▶ _Your goal_:
Out of the lines below, please list those that hold the string "house".

▶ _Record excerpts_:

= = =

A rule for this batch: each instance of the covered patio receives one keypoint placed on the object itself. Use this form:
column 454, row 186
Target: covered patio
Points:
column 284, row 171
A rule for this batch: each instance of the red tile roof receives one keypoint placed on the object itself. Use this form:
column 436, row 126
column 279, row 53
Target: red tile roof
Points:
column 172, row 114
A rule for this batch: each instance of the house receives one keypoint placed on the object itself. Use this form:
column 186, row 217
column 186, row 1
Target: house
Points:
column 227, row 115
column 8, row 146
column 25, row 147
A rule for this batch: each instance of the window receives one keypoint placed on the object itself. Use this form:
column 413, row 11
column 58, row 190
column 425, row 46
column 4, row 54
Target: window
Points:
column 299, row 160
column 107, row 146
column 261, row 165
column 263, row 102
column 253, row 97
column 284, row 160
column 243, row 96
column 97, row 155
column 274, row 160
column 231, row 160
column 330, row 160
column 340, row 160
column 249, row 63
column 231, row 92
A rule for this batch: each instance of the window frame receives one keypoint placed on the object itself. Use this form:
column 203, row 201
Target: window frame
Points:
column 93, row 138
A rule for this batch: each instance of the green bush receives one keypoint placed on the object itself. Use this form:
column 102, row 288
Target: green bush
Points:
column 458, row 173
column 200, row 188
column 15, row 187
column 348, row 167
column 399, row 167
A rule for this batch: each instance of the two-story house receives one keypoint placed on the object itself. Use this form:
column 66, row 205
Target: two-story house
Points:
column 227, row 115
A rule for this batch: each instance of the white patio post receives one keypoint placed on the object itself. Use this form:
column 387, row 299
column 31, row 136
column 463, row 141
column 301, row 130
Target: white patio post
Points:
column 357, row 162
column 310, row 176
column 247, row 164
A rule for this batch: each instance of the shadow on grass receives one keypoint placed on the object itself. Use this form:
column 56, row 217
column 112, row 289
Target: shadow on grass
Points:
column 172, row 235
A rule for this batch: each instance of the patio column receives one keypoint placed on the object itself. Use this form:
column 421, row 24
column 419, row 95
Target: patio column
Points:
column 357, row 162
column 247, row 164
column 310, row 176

= = =

▶ _Exercise answer_:
A rule for this batch: each instance of the house receives one keypoint placed on the object itself. Use this form:
Target: house
A rule for this batch: each instance of the two-story house receives one keypoint placed on the object itself. Use this form:
Target: two-story house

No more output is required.